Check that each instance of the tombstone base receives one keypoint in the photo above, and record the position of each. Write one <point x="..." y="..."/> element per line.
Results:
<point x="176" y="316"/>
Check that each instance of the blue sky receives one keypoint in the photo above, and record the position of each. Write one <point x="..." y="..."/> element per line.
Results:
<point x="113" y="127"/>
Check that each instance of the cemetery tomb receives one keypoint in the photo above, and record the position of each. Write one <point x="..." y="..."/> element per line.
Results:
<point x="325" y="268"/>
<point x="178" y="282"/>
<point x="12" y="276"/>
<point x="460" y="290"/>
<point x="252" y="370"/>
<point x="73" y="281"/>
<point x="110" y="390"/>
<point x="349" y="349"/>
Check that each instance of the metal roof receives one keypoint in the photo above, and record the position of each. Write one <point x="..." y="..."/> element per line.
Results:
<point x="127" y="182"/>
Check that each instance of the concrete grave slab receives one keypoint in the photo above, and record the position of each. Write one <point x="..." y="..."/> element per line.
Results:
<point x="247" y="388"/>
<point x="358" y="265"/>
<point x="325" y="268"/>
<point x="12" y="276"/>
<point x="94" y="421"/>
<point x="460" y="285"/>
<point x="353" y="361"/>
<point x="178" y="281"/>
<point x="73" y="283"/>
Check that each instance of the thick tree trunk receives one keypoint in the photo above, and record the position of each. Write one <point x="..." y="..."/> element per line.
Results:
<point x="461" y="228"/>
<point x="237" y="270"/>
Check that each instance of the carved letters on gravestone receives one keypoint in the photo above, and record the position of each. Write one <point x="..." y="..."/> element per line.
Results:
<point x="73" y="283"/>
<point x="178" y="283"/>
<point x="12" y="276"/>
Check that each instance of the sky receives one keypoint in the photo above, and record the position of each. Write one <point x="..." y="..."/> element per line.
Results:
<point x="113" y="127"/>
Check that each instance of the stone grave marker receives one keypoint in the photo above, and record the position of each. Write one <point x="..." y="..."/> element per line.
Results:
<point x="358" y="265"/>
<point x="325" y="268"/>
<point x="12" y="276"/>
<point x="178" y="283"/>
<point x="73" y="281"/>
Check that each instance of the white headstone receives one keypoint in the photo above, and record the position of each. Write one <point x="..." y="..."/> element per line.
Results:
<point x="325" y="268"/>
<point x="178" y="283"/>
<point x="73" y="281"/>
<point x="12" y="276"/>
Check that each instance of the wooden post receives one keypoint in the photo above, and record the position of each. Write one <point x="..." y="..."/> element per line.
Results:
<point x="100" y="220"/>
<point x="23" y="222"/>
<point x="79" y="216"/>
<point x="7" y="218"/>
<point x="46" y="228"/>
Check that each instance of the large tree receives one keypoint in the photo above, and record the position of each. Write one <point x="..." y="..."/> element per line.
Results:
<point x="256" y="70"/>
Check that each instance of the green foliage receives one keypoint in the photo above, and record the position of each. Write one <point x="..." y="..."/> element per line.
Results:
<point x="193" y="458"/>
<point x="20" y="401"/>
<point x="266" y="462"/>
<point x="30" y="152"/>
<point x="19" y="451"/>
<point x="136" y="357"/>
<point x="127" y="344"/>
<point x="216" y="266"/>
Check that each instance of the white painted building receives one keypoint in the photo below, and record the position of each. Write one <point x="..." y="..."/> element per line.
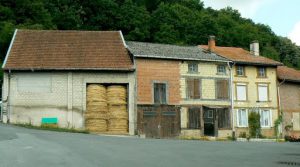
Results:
<point x="46" y="74"/>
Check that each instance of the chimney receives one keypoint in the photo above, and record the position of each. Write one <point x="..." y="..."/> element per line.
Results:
<point x="211" y="43"/>
<point x="254" y="48"/>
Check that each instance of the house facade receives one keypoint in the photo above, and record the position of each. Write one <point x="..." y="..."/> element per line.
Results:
<point x="254" y="86"/>
<point x="47" y="75"/>
<point x="190" y="80"/>
<point x="289" y="97"/>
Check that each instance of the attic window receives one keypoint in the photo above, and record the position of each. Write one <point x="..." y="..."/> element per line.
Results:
<point x="193" y="67"/>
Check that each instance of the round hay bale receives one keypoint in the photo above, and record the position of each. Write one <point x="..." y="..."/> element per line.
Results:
<point x="96" y="125"/>
<point x="116" y="95"/>
<point x="117" y="112"/>
<point x="118" y="125"/>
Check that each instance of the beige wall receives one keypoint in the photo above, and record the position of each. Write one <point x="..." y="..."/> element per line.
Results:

※ ※ ※

## PROBLEM
Reproduce every record word for word. The copy must contain no pictures.

## TASK ANSWER
Check that each instance of the tombstone base receives one keypoint in the photo above, and record the position of each. Write one <point x="..." y="..."/> element per line.
Results:
<point x="176" y="316"/>
Check that each instance of the blue sky receives one keypoint in the photo above, and record the position of each. Write one <point x="..." y="..."/> element per line.
Results:
<point x="113" y="127"/>
Check that each instance of the cemetery tomb receives one keypoint in the photo above, and record the position of each. Write one <point x="..." y="..."/> element per line.
Results:
<point x="325" y="268"/>
<point x="178" y="282"/>
<point x="12" y="276"/>
<point x="460" y="290"/>
<point x="252" y="370"/>
<point x="73" y="281"/>
<point x="110" y="390"/>
<point x="349" y="349"/>
Check that each instance of the metal roof receives one keypoint in the photo above, and record the position of each. Write one <point x="..." y="..."/> element per line.
Results:
<point x="127" y="182"/>
Check that each instance of the concrete grave slab receives one keypoint in the photo above, and record the position of each. Write one <point x="..." y="..."/> element per line.
Results:
<point x="247" y="388"/>
<point x="358" y="265"/>
<point x="325" y="268"/>
<point x="12" y="276"/>
<point x="94" y="421"/>
<point x="460" y="285"/>
<point x="353" y="361"/>
<point x="178" y="281"/>
<point x="73" y="283"/>
Check that each instance of the thick tree trunk receives one keypoint in the photo above, and record the position of each. Write one <point x="..." y="..."/> element per line.
Results:
<point x="461" y="228"/>
<point x="237" y="270"/>
Check that each instance of the carved letters on gravestone receives one keypoint in the photo above, and record the position of each. Write one <point x="..." y="..."/> element per line.
Results:
<point x="73" y="283"/>
<point x="178" y="283"/>
<point x="12" y="276"/>
Check that each instance of the sky receives one keypoint in the photo above, and record the position of each. Write one <point x="..." y="..."/> element per line.
Results:
<point x="113" y="127"/>
Check that each instance of the stone grave marker receives one keypoint in the photo above, and record the position of each. Write one <point x="..." y="..."/> element per line.
Results:
<point x="358" y="265"/>
<point x="325" y="268"/>
<point x="12" y="276"/>
<point x="178" y="283"/>
<point x="73" y="281"/>
Check that each instance of the white headstone receives one keypoint in the photo above, and record the position of each. Write one <point x="..." y="..."/> element per line.
Results:
<point x="325" y="268"/>
<point x="178" y="283"/>
<point x="73" y="281"/>
<point x="12" y="276"/>
Check that each instance of the wooden post receives one keypoint in the photo above, and record the position of each. Write one <point x="..." y="..."/> element per line.
Results:
<point x="100" y="220"/>
<point x="23" y="222"/>
<point x="79" y="216"/>
<point x="7" y="218"/>
<point x="46" y="228"/>
Check that each instance of the large tree receives one keypoint in the photo above, and record the position of each. Write one <point x="..." y="..."/> element per line.
Results:
<point x="256" y="70"/>
Check that each instance of the green foliage receives one keypoint in the photo above, and record the position of each. Write one <point x="..." y="..."/> element per line.
Results:
<point x="193" y="458"/>
<point x="20" y="401"/>
<point x="266" y="462"/>
<point x="30" y="152"/>
<point x="19" y="451"/>
<point x="136" y="357"/>
<point x="127" y="344"/>
<point x="216" y="266"/>
Check that each instance of the white painted building receives one keypoint in the photo below, and record the position of each. Write one <point x="..." y="..."/> element per line.
Results:
<point x="46" y="74"/>
Check that each instance of the chimney receives one keypoint in the photo above, and record the position of each. Write one <point x="..." y="..."/> element per line.
Results:
<point x="211" y="43"/>
<point x="254" y="48"/>
Check that each instance of the house facade receives one keypoint in the photo above, and record the position of each. Write one <point x="..." y="..."/> element per line.
Results:
<point x="254" y="86"/>
<point x="47" y="75"/>
<point x="190" y="80"/>
<point x="289" y="97"/>
Check that each instance of the attic window receives one keypoint in the photo above, and record the position of each. Write one <point x="..." y="..."/> element per line.
Results:
<point x="193" y="67"/>
Check that each instance of the round hay bale receives one keypoint in the photo above, and record the position of each. Write one <point x="..." y="..."/> element per line.
Results:
<point x="96" y="125"/>
<point x="116" y="95"/>
<point x="117" y="112"/>
<point x="118" y="125"/>
Check that each instance of the beige wall receives one keypoint in the photo above, and record the position of each. Write one <point x="..." y="..."/> element per line.
Results:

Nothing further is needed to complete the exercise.